> Aim of the task:
Find each line in the material below that contains the word "brown", and copy those lines out in full.

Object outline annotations
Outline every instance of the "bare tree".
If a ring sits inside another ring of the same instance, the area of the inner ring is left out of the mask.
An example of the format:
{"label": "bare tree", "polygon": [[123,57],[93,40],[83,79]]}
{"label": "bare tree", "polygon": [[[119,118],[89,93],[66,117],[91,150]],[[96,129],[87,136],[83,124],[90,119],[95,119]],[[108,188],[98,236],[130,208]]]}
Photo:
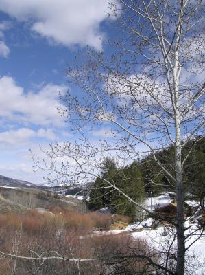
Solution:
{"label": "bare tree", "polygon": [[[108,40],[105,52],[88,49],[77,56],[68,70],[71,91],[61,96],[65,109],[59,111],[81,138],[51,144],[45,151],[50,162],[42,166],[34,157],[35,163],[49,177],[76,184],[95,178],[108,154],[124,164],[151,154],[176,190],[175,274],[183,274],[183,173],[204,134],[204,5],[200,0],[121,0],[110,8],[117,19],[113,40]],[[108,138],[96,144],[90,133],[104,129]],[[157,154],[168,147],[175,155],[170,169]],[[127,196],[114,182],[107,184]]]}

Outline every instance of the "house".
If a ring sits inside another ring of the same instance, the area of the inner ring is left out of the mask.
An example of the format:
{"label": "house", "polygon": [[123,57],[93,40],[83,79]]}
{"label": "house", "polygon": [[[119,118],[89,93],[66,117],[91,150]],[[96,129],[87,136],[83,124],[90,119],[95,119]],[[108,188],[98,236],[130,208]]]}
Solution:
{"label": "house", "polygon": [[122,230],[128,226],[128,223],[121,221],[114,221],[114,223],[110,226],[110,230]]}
---
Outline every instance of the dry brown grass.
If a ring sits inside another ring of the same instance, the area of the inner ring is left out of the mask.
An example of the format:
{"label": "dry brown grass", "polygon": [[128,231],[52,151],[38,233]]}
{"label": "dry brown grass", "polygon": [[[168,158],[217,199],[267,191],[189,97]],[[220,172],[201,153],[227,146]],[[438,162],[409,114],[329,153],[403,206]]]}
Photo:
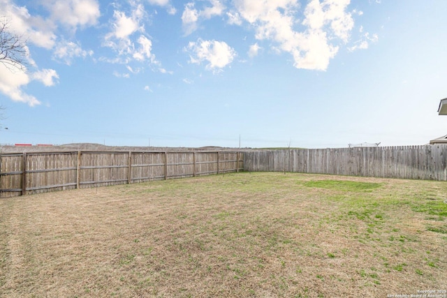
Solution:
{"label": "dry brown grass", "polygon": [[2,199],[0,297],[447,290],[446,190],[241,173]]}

> Final result:
Outline every instance of the dry brown grass.
{"label": "dry brown grass", "polygon": [[128,231],[52,151],[38,233]]}
{"label": "dry brown grass", "polygon": [[[168,158],[217,199],[267,191],[189,97]],[[220,172],[201,153],[227,146]],[[438,162],[409,114],[329,153],[403,206]]]}
{"label": "dry brown grass", "polygon": [[2,199],[0,297],[447,290],[446,190],[241,173]]}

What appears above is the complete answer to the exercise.